BEGIN Input data

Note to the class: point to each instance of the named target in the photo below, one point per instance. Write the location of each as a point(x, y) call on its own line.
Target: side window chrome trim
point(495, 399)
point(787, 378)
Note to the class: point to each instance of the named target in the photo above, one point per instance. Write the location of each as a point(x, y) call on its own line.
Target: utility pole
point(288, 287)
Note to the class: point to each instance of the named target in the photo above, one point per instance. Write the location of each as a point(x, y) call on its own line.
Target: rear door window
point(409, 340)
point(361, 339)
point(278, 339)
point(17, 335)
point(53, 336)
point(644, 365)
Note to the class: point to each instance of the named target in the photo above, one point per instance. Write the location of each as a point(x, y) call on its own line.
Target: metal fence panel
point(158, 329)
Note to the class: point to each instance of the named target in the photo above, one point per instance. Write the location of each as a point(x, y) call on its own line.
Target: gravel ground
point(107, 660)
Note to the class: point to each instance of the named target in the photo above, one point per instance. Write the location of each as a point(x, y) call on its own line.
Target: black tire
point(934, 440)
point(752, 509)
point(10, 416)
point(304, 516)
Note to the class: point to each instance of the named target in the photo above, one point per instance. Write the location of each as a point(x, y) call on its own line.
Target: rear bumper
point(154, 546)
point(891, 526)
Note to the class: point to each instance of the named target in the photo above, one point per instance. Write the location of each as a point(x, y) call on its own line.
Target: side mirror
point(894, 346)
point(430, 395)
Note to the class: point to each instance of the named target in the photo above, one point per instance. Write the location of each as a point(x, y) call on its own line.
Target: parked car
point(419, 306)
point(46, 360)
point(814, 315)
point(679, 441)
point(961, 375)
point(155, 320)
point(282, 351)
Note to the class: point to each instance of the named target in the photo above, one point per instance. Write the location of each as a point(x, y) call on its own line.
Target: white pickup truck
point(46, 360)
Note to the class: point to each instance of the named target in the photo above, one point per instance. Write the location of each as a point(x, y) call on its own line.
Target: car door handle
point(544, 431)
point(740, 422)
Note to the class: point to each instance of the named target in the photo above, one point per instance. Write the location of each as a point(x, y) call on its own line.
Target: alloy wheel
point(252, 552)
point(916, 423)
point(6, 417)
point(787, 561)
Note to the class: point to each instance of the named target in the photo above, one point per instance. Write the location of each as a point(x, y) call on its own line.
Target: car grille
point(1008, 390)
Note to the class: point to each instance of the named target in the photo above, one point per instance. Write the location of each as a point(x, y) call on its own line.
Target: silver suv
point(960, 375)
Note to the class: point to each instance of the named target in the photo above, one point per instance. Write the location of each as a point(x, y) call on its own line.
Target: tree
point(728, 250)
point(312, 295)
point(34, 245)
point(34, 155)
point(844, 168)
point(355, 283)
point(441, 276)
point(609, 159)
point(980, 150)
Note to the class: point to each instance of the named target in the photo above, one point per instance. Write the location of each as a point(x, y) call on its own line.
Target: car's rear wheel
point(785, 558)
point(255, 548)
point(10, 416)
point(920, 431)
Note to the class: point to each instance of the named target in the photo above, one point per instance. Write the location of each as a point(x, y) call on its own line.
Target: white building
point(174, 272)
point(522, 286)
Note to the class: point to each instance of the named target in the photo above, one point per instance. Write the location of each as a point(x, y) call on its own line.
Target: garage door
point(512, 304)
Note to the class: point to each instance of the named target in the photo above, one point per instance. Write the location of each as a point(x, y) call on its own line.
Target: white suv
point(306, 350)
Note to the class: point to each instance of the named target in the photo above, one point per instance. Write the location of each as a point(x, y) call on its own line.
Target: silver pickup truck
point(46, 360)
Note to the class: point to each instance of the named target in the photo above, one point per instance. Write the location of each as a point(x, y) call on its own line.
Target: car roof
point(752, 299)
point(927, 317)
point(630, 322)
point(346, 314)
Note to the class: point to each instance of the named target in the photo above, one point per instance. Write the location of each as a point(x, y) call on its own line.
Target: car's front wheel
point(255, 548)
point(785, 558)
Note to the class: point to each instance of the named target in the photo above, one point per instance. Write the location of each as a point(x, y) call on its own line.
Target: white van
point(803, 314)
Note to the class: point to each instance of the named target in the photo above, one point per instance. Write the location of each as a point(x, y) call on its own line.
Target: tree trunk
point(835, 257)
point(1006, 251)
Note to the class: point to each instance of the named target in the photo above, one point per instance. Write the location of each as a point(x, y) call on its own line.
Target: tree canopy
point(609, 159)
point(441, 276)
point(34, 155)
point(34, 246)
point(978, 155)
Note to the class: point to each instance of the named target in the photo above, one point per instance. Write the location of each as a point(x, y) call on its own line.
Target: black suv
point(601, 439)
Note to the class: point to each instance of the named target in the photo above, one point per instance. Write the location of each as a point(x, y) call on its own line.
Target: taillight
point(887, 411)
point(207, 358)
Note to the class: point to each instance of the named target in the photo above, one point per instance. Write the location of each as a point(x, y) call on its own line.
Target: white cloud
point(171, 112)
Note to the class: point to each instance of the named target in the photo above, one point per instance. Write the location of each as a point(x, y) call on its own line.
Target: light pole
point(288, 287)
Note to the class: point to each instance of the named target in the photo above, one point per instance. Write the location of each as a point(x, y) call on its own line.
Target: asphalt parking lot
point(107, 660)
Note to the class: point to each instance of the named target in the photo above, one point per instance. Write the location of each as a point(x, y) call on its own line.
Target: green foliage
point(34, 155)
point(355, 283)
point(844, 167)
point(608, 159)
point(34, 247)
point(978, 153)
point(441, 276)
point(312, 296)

END Input data

Give back the data above, repeating every record exactly.

Note to the class: point to each instance of the named target in the photo below, one point per instance. Write the location of each as a point(x, y) call on its own line.
Target: side window chrome trim
point(495, 399)
point(787, 378)
Note to the class: point to each instance of the named target in the photo above, one point per instance. Write the location of each as a point(x, y) call on its own line.
Target: utility pole
point(288, 287)
Note to the class: point to each instance of the named target in the photo above, one point per instance. Write the location of each as a point(x, y) call on its own line.
Target: rear door window
point(409, 340)
point(361, 339)
point(278, 339)
point(17, 335)
point(53, 336)
point(644, 365)
Note to the class: point to each instance of the named target in the photo above, one point per instance. Write the location of each as a point(x, y) call on its own line.
Target: metal fence panel
point(158, 329)
Note to the class: point to each instance of the named target in the photo above, one point per instance. Write the location of each as a point(x, y) call on its own line.
Target: gravel ground
point(107, 660)
Note to the class: point to each instance of the named target in the photo above, one point per instance. Write the location of each as a point(x, y) call on its own line.
Target: black tire
point(934, 440)
point(752, 509)
point(10, 416)
point(304, 516)
Note to the class: point to each instance of the named target in the photo above, one point per instance. Write the location of each as a point(x, y) call on its own line.
Target: rear bumper
point(154, 546)
point(891, 526)
Note to the class: point to each instance of the named target in the photo above, one point per instance. Write the location of each as a point(x, y) call on its own line.
Target: side mirror
point(894, 346)
point(430, 395)
Note to the class: point to each instance of the named target in the photo above, one point per instance. Write the location of each as a point(x, y) call on its own line.
Target: parked car
point(419, 306)
point(46, 360)
point(814, 315)
point(679, 441)
point(961, 375)
point(155, 320)
point(282, 351)
Note to the class: point to each instance of the named target in the photo above, one point per instance. Write the location of each as a point(x, y) call on its own line.
Target: white pickup truck
point(46, 360)
Note to the class: point to each instance of the named target in the photo above, one point per instance. Write the location of each as a point(x, y) call on its own line.
Target: car door handle
point(544, 431)
point(740, 422)
Note to the class: point to each instance of the named target in the photo above, one point per instance. Write the location of each as a point(x, y) call on its own line.
Target: alloy wheel
point(252, 552)
point(916, 423)
point(6, 417)
point(787, 561)
Note to the class: point to each instance of the named target in the photo above, one point per instance. Write the location of each as a point(x, y) call on its own line.
Target: car grille
point(1008, 390)
Note to the class: point to each instance of the named target in the photo above, one point per instance. Write the location of each as a point(x, y) call on its own line.
Target: silver suv
point(960, 375)
Note to the class: point to each instance of the named target in the photo above, one point per instance. Write the location of each as a point(x, y) call on its own line.
Target: tree
point(728, 250)
point(312, 295)
point(34, 245)
point(34, 155)
point(844, 168)
point(355, 283)
point(441, 276)
point(609, 159)
point(980, 150)
Note to the class: point to each instance of the named target in the photo above, one point per instance. Write the location of each as a point(x, y) call on its own line.
Target: car's rear wheel
point(785, 558)
point(255, 548)
point(10, 416)
point(920, 431)
Note to the class: point to each instance of the named target in the photo above, one point per instance. Write the location of each as a point(x, y) call on its own line.
Target: white building
point(174, 272)
point(522, 286)
Note to the class: point to each instance of the named target in the photo above, one point per instance. Write the location of each as a point(x, y) call on its own line.
Target: garage door
point(512, 304)
Note to the class: point to each instance of the named target in the photo above, one point per instance. Write the location of each as a point(x, y) call on its own line.
Target: white suv
point(306, 350)
Note to the class: point to each instance of the named target in the photo above, one point per instance. Write the location of each as a point(x, y) call on its own line.
Target: silver pickup truck
point(46, 360)
Note to the class: point to each instance of the named target in the photo above, one point per instance. Write the location of each as a point(x, y) call on its own line.
Target: car roof
point(752, 299)
point(927, 317)
point(630, 322)
point(346, 314)
Note to the class: point to each instance of the named target in the photo above, one point per instance. Write the location of each as a point(x, y) call on its own line.
Target: car's front wheel
point(255, 548)
point(785, 558)
Note to the class: point to each instance of the named target in the photo above, one point per instance. Write the location of each as a point(x, y) call on its own line.
Target: white van
point(803, 314)
Note to the class: point to each instance of the named target in the photo above, one point per instance. Write the location of each as a point(x, y) call on its own line.
Target: tree trunk
point(835, 257)
point(1006, 251)
Note to the class: point to each instance of the named target in the photo above, one point per instance. Write the location of each as a point(x, y) call on its own line.
Target: tree canopy
point(609, 159)
point(441, 276)
point(34, 155)
point(34, 246)
point(978, 155)
Note to the class: point to each instance of the named target in the photo above, one point per instance. Write the location of each as a point(x, y) call on its own line.
Target: black suv
point(601, 439)
Note to the class: point to each instance of the named target in the photo above, one point per instance. Write the location of each as a point(x, y) call on its own line.
Target: taillight
point(887, 411)
point(207, 358)
Note to the class: point to each instance of the named target in the photo above, one point per instance. Write the location of each as a point(x, y) call on its own line.
Target: white cloud
point(171, 112)
Note to the class: point to each instance of the named target in the photo above, one point per instance. Write the location of each as a point(x, y) call on its own line.
Target: light pole
point(288, 287)
Note to the class: point to each instance of the named target in the photo above, one point per instance. Write the location of each as a point(x, y) call on its own line.
Target: asphalt parking lot
point(107, 660)
Note to the class: point to each instance of the named target in the photo above, one point per instance. Write the location of each as a point(x, y) call on its own line.
Target: green foliage
point(34, 155)
point(355, 283)
point(844, 167)
point(608, 159)
point(34, 247)
point(978, 153)
point(441, 276)
point(312, 296)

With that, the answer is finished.